France | France, Conseil d'État, 4ème chambre, 07 octobre 2020, 422836


Vu la procédure suivante :

M. C... D..., d'une part, et Mme B... E..., épouse D..., d'autre part, ont demandé au tribunal administratif de Paris d'annuler pour excès de pouvoir la décision implicite par laquelle le recteur de l'académie de Paris a rejeté leur demande en date du 2 janvier 2014 tendant au passage anticipé de leur fille A... en classe de troisième au titre de l'année scolaire 2013-2014, ainsi que les décisions en ce sens du directeur académique des services de l'éducation nationale (DASEN) chargé du second degré en date des 12 juillet 2013, 9 septembre 2013,

15 novembre 2013, 19 décembre 2013 et 6 février 2014 et la décision...

Vu la procédure suivante :

M. C... D..., d'une part, et Mme B... E..., épouse D..., d'autre part, ont demandé au tribunal administratif de Paris d'annuler pour excès de pouvoir la décision implicite par laquelle le recteur de l'académie de Paris a rejeté leur demande en date du 2 janvier 2014 tendant au passage anticipé de leur fille A... en classe de troisième au titre de l'année scolaire 2013-2014, ainsi que les décisions en ce sens du directeur académique des services de l'éducation nationale (DASEN) chargé du second degré en date des 12 juillet 2013, 9 septembre 2013, 15 novembre 2013, 19 décembre 2013 et 6 février 2014 et la décision de la principale du collège du 19 juin 2013 tendant à ce que leur fille A... passe en classe de quatrième au titre de l'année scolaire 2013-2014, d'enjoindre sous astreinte l'admission immédiate de leur fille A... en classe de troisième dans un établissement public local d'enseignement au titre de l'année scolaire 2013-2014 et de condamner l'Etat à les indemniser des préjudices nés de ces décisions. Par un jugement n° 1406260 du 4 avril 2016, le tribunal administratif a rejeté leur demande.

Par un arrêt n° 16PA03580, 16PA03598 du 13 mars 2018, la cour administrative d'appel de Paris a rejeté les requêtes d'appel formées par M. D... et par Mme E..., épouse D..., contre ce jugement.

Par un pourvoi sommaire et un mémoire complémentaire, enregistrés les 1er août et 30 octobre 2018 au secrétariat du contentieux du Conseil d'Etat, M. D... et Mme E... épouse D... demandent au Conseil d'Etat :

1°) d'annuler cet arrêt ;

2°) réglant l'affaire au fond, de faire droit à leurs appels ;

3°) de mettre à la charge de l'Etat la somme de 3 500 euros à verser à la SCP Gatineau, Fattaccini, Rebeyrol, leur avocat, au titre des dispositions des articles L. 761-1 du code de justice administrative et 37 de la loi du 10 juillet 1991.

---*---

Consigne :: Pouvez-vous transcrire mot pour mot le passage de la décision du Conseil d'État qui commence par « France | France, Conseil » et se poursuit jusqu'à « et la décision... » ?

Extrait de données ::

---*---

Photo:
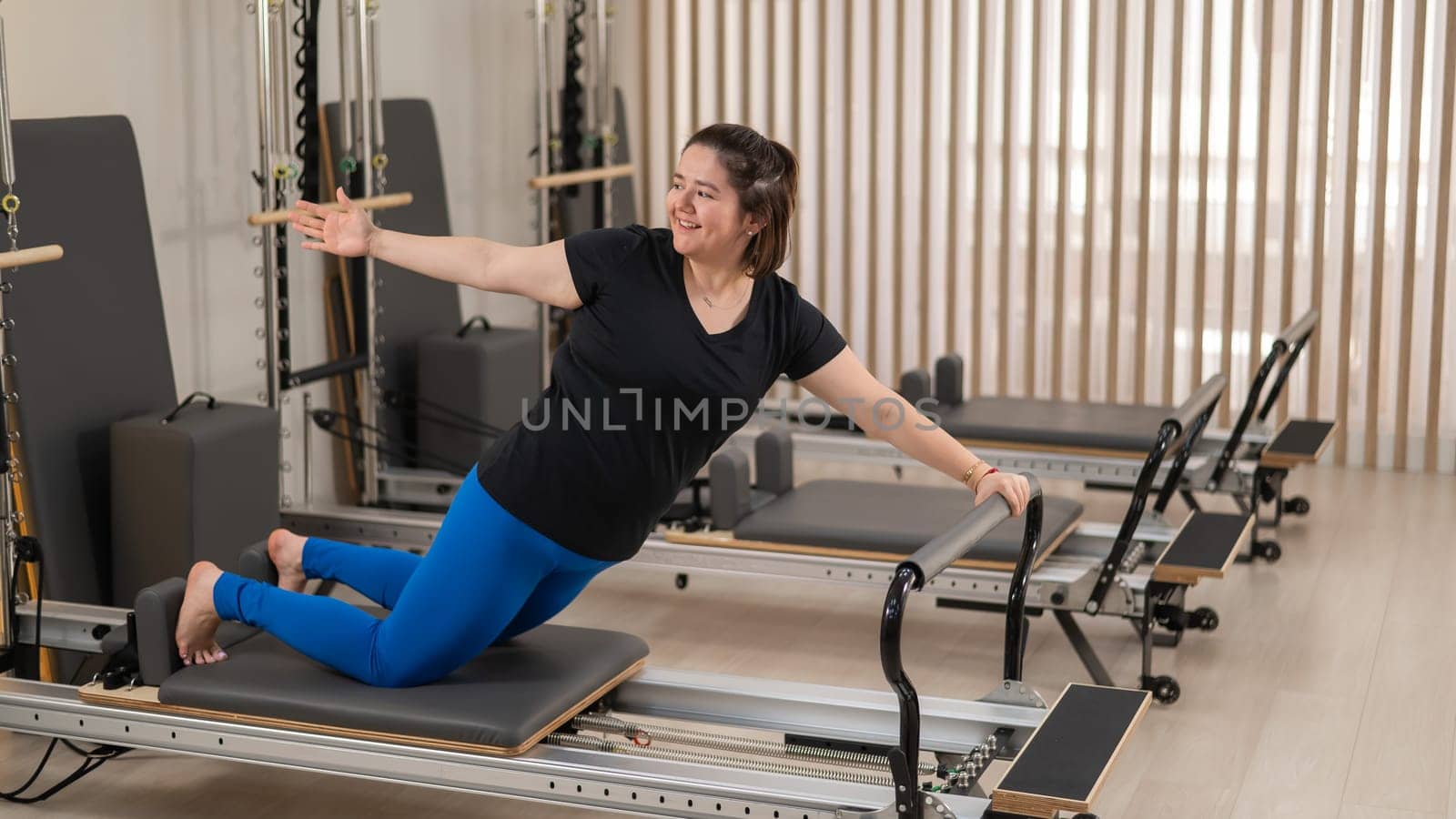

---*---

Réponse ::
France | France, Conseil d'État, 4ème chambre, 07 octobre 2020, 422836


Vu la procédure suivante :

M. C... D..., d'une part, et Mme B... E..., épouse D..., d'autre part, ont demandé au tribunal administratif de Paris d'annuler pour excès de pouvoir la décision implicite par laquelle le recteur de l'académie de Paris a rejeté leur demande en date du 2 janvier 2014 tendant au passage anticipé de leur fille A... en classe de troisième au titre de l'année scolaire 2013-2014, ainsi que les décisions en ce sens du directeur académique des services de l'éducation nationale (DASEN) chargé du second degré en date des 12 juillet 2013, 9 septembre 2013,

15 novembre 2013, 19 décembre 2013 et 6 février 2014 et la décision...